(Tâches)
1 – Recopie le passage du texte sur la Loi anti pauvreté qui commence à « La Loi anti » et se termine à « atteindre ces objectifs. », en remplaçant « objectifs » par « buts ».
2 – D'après le texte sur la Loi anti pauvreté, sur quelle charte le Préambule s'appuie-t-il pour établir les grands principes de la loi ?

***** Texte du document

La Loi anti pauvreté est une loi-cadre qui définit un certain nombre de principes généraux et d'obligations et qui laisse au gouvernement le soin de préciser sa mise en application. La Loi est composée d'un Préambule et de huit chapitres (Gouvernement du Québec, 2002). Le Préambule et les deux premiers chapitres définissent les principes et les objectifs de la Loi. Les six chapitres suivants (III à VIII) concernent les institutions et les moyens proposés afin de respecter ces principes et atteindre ces objectifs.

3.1 Le Préambule

Le Préambule établit les grands principes de la loi en se référant à la Charte des droits et liberté de la personne. Les effets de la pauvreté et de l'exclusion sociale y sont décrits comme « pouvant constituer des contraintes pour la protection et le respect de la dignité humaine » et « freinent le développement social et économique de la société québécoise dans son ensemble et menacent sa cohésion et son équilibre ». Après avoir affirmé que les personnes pauvres et exclues sont les premières à agir pour transformer leur situation et celle de leur famille et que ces progrès favorisent l'épanouissement social, économique et culturel de toute la collectivité, le Préambule affirme la volonté de l'ensemble de la société québécoise de se mobiliser et de se solidariser afin d'agir concrètement contre la pauvreté et l'exclusion sociale.

**********
***** Informations extraites

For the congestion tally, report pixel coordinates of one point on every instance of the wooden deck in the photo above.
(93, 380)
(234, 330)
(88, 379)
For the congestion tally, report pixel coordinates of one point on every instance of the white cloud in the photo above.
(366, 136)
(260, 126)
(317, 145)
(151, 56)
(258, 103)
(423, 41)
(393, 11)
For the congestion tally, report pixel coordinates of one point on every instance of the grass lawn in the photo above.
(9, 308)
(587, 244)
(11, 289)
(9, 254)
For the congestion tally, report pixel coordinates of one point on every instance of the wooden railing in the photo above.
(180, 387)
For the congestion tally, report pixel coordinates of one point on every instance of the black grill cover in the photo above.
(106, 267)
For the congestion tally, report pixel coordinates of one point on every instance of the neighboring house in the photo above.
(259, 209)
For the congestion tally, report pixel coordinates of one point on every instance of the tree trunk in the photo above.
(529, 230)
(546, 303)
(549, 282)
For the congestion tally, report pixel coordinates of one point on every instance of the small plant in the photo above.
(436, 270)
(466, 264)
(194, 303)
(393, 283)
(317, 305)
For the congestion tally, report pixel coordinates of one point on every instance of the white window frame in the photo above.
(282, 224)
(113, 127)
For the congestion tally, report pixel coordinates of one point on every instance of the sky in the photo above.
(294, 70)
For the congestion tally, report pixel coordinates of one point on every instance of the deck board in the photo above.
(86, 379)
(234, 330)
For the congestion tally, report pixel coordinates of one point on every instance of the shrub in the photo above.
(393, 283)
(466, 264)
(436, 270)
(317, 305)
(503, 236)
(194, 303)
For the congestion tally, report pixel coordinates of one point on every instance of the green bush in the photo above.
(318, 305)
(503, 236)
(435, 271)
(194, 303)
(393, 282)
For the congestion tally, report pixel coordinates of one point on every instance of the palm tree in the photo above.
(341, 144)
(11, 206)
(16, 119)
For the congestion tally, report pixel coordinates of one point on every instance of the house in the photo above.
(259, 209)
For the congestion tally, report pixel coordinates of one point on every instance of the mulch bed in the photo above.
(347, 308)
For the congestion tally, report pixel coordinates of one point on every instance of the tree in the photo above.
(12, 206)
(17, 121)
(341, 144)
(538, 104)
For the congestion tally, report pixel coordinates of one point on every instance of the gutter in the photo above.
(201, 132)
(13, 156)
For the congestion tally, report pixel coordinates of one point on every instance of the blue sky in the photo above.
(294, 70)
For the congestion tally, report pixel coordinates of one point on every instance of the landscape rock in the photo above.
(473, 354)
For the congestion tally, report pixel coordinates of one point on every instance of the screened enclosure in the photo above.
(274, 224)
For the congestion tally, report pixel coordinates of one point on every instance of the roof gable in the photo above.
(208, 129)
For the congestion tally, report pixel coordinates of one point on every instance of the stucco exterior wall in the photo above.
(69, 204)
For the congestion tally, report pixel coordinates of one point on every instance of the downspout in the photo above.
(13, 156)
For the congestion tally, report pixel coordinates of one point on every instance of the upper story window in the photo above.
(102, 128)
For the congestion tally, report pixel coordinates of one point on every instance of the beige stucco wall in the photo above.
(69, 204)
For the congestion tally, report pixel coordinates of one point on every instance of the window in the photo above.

**********

(Résultats par tâche)
1 –
La Loi anti pauvreté est une loi-cadre qui définit un certain nombre de principes généraux et d'obligations et qui laisse au gouvernement le soin de préciser sa mise en application. La Loi est composée d'un Préambule et de huit chapitres (Gouvernement du Québec, 2002). Le Préambule et les deux premiers chapitres définissent les principes et les buts de la Loi. Les six chapitres suivants (III à VIII) concernent les institutions et les moyens proposés afin de respecter ces principes et atteindre ces buts.

2 – Sur la Charte des droits et liberté de la personne.